■ **EXCERPT TO READ**:
** Begin **

HEBR7728: Eastern European Jewish History through the Mirror of Literature *. The course will focus on the major turning points and developments in the history of the Jews in Eastern Europe (1772-present) through literature, both fiction and memoirs.
HEBR7729: Modern Jewish Historiography*
HEBR7730: The British Mandate in Palestine* On 15 May, 1948, British rule in the Holy Land came to an end, after just thirty years. Despite its brevity, the Mandate had a profound impact, and led to the creation of the Jewish state and the Arab-Israeli conflict. From its inception, the Mandate was based upon a contradictory premise that was never resolved; the promotion of a Jewish national home and the safeguarding of Palestinian Arab interests. This course will examine the origins and development of this policy, the growth of Jewish settlement under the British, the rise of Palestinian nationalism and the conflict that emerged between the two populations.

** End **

■ **RECORDED DATA**:
** Begin **

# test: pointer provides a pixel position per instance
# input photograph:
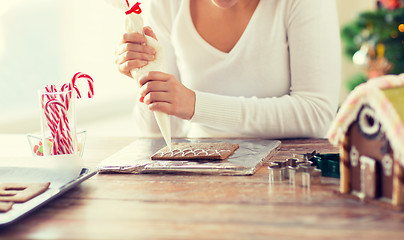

** End **

■ **EXERCISE SET**:
**a.** Update the course descriptions between "HEBR7729: Modern Jewish" and "the two populations.", inclusive, changing "Mandate" to "Administration".
**b.** Write what comes next in the course descriptions.

■ **PER-TASK OUTPUTS**:
**a.**
HEBR7729: Modern Jewish Historiography*
HEBR7730: The British Administration in Palestine* On 15 May, 1948, British rule in the Holy Land came to an end, after just thirty years. Despite its brevity, the Administration had a profound impact, and led to the creation of the Jewish state and the Arab-Israeli conflict. From its inception, the Administration was based upon a contradictory premise that was never resolved; the promotion of a Jewish national home and the safeguarding of Palestinian Arab interests. This course will examine the origins and development of this policy, the growth of Jewish settlement under the British, the rise of Palestinian nationalism and the conflict that emerged between the two populations.

**b.**
HEBR7731: The culture of Sephardic Jewry (Hilary Pomeroy, email: Hilarypomeroy@aol.com). A Survey of Sephardic Jewish Culture. This includes a wide range of topics such as Judeo-Spanish song and music, Judeo-Spanish language and literature, food and identity, saint veneration (Morocco and Israel), superstitions, illuminated manuscripts, synagogue architecture, etc.
HEBR7732: Women in Jewish Tradition* . A review of the position of women in the Jewish tradition from ancient Biblical through Classical, Rabbinic, medieval and modern Judaism.
HEBR7733: Jews and the Classical World*. The course will examine the cultural interaction between the Jews, on the one hand, and the Hellenistic World and the ascendant Roman Empire on the other, from Alexander the Great to the Bar Kochba rebellion, covering a period of almost half a millennium. This momentous period saw the rise of Rabbinical Judaism and the birth of Christianity. Its final years were marked by the extinction of the Jewish nation state. The major theme of this course will be explored with reference to literary, epigraphical and archaeological evidence. It will be shown how recent discoveries have supplemented the historical sources and improved our knowledge of the Jews in Classical antiquity, although they have also raised new questions.
HEBR7734: The Jews of German-Speaking Lands* (Michael Berkowitz, email m.berkowitz@ucl.ac.uk)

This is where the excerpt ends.